The Saturday Brunch: a figurative flat white or fizzy to start your weekend
Last week, I talked about the way I write novels. A few people then asked me: ok then, what’s your daily writing routine?
Ok, so I have ideal routines and real ones. But maybe the ideal ones are just fantasy and not conducive to good writing anyway? I’m not sure. There are, of course, factors that can’t be controlled, like the limitations of time and energy, when my son decides to wake up, and the weather (cold rain making it less desirable to sit outside on a cafe terrace, if this was my plan).
I do think it’s important to have a routine if your goal is to achieve some writing project or if you simply enjoy the process of doing it. Sometimes my writing sessions are just for me and the words never become anything more than me working through an idea or enjoying noticing something.
These routines are very personal, so I would never say what works for me would work for someone else. There are loads of websites, articles, and books devoted to this topic. I get interested, too. I want to know what I do what I do. Or, occasionally, I like to tweak it.
Having these routines, although I don’t or can’t always stick to them, make the writing easier. It’s something you don’t have to think about. If every morning, I tried to think about what to eat and where to go and when to write…it would never happen. Maybe some people can work that way, but if I know a few things, I can be more creative within those structures.
I thought that rather than take you through a linear minute-by-minute typical writing day (which sounds a bit boring and honestly would look a lot different day-to-day), I’d show you the elements that go into my routines. Maybe you’ve got your own writing routine you’d like to compare it to. Maybe we can learn something from each other. Or maybe the routine has something to do with other types of routines in your life, whether working from home, balancing family, or simply staying effectively caffeinated. Let’s compare notes out of curiosity.

## Extracted data
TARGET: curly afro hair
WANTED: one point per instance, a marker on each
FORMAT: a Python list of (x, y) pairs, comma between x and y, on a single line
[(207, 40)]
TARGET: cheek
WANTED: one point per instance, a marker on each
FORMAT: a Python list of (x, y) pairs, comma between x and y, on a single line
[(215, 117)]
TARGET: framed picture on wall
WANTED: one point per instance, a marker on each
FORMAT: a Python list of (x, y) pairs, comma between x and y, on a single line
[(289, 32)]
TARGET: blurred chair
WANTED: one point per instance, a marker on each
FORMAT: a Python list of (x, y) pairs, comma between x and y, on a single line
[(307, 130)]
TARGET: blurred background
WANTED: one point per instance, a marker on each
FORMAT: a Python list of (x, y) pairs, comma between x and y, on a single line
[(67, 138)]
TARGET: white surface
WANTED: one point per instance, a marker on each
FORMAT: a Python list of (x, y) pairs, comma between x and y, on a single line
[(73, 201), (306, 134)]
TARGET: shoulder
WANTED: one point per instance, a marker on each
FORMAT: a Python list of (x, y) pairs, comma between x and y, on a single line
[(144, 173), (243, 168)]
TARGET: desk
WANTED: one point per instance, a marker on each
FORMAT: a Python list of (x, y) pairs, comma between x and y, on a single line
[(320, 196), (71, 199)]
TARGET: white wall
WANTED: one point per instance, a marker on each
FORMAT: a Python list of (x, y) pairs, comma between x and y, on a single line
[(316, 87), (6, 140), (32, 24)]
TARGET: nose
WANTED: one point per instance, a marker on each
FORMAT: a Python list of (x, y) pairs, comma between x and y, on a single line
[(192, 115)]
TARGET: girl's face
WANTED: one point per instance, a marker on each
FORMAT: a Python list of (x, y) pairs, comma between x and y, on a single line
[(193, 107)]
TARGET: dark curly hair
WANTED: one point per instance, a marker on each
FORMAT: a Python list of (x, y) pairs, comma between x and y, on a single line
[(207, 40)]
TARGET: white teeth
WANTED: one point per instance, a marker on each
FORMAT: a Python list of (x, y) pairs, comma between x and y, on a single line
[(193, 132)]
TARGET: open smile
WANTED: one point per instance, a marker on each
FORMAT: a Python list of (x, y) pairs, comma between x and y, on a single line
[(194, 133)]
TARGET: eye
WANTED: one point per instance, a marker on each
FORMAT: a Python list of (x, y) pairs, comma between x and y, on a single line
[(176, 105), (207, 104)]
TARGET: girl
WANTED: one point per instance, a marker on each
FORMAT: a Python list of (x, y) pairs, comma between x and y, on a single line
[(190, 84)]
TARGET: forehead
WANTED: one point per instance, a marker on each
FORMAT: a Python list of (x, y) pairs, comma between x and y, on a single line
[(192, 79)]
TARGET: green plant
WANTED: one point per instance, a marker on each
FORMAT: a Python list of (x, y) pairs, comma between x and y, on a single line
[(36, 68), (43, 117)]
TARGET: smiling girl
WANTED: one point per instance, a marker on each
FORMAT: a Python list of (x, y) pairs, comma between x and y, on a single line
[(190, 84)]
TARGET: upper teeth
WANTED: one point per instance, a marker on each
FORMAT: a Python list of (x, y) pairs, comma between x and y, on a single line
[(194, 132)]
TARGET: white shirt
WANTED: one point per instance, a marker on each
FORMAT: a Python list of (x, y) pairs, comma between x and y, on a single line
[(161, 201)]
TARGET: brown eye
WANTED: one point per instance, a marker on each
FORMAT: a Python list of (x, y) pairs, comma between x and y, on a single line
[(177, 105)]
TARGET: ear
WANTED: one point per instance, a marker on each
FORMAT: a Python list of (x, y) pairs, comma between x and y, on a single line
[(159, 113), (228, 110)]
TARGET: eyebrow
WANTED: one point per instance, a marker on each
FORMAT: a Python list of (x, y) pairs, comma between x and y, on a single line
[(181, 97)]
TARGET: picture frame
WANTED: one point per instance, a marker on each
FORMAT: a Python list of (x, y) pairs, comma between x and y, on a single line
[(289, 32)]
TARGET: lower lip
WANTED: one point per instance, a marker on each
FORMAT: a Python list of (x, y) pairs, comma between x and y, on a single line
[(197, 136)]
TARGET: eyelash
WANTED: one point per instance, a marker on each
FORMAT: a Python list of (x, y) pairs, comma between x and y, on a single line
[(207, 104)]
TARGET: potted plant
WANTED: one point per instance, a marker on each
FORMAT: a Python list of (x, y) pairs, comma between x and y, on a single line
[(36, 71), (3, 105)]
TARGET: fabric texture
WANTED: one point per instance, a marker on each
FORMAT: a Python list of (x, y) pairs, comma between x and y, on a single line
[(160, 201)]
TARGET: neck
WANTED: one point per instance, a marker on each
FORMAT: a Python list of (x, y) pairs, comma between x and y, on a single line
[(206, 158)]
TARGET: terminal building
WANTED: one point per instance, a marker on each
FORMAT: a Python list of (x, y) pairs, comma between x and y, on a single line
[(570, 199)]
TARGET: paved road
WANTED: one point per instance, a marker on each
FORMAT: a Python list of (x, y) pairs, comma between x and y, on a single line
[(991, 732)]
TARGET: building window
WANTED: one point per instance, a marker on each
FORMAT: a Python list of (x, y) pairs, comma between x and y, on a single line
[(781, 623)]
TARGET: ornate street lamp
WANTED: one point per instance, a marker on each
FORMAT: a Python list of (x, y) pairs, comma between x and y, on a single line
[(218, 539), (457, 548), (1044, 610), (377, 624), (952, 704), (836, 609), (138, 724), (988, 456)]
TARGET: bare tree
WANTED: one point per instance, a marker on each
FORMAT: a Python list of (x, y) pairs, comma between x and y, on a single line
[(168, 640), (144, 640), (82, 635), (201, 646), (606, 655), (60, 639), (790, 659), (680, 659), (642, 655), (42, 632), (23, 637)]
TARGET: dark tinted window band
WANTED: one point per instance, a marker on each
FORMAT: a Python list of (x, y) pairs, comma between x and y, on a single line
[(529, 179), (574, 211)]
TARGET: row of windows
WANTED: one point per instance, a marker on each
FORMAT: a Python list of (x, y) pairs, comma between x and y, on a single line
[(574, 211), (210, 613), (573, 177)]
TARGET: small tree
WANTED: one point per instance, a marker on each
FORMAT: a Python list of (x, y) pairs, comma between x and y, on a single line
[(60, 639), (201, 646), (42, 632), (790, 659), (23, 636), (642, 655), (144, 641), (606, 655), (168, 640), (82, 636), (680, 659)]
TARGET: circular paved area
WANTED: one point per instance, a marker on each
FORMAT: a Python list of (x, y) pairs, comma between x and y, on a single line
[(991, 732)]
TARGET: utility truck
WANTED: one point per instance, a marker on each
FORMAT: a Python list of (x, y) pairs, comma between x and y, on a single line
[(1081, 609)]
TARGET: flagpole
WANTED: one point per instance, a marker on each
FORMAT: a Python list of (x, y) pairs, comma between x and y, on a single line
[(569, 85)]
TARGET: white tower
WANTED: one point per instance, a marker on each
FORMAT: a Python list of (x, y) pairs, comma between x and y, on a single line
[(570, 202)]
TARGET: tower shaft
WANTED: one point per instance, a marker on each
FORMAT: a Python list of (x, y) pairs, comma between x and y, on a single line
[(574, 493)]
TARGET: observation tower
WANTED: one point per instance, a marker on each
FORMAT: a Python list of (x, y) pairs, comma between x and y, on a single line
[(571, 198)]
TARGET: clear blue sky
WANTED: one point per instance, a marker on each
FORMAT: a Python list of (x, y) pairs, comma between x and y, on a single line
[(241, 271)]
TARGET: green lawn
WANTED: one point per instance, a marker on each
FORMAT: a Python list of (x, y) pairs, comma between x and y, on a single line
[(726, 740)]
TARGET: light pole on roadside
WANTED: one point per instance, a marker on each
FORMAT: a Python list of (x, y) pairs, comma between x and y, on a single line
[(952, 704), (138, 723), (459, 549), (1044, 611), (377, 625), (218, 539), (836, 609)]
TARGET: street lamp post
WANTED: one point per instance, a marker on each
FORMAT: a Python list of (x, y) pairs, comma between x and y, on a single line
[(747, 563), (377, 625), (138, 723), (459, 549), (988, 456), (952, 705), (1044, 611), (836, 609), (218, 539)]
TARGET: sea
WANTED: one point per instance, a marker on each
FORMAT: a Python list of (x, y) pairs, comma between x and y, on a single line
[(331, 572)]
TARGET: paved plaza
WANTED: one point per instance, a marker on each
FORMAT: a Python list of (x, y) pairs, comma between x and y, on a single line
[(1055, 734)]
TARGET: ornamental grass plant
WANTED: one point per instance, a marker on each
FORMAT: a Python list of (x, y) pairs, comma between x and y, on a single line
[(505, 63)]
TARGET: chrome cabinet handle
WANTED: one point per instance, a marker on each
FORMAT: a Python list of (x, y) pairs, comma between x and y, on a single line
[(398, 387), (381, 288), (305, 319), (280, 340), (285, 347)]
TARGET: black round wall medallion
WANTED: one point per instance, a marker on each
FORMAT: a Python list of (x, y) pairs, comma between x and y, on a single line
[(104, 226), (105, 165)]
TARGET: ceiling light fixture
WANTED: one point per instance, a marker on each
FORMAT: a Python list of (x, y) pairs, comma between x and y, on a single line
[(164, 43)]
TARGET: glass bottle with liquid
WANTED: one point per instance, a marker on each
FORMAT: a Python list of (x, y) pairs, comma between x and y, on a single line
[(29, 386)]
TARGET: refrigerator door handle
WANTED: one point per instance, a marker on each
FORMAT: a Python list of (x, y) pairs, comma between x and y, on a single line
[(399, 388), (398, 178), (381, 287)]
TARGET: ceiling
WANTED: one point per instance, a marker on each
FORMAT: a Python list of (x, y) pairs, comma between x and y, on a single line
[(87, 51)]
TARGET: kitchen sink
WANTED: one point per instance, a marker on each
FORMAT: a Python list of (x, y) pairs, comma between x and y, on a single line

## Directions
[1] In the post about writing routines, what kind of weather makes sitting outside on a cafe terrace less desirable?
[2] Pick out every line of the records that contains the string "paved".

## Responses
[1] Cold rain.

[2]
TARGET: paved road
TARGET: circular paved area
TARGET: paved plaza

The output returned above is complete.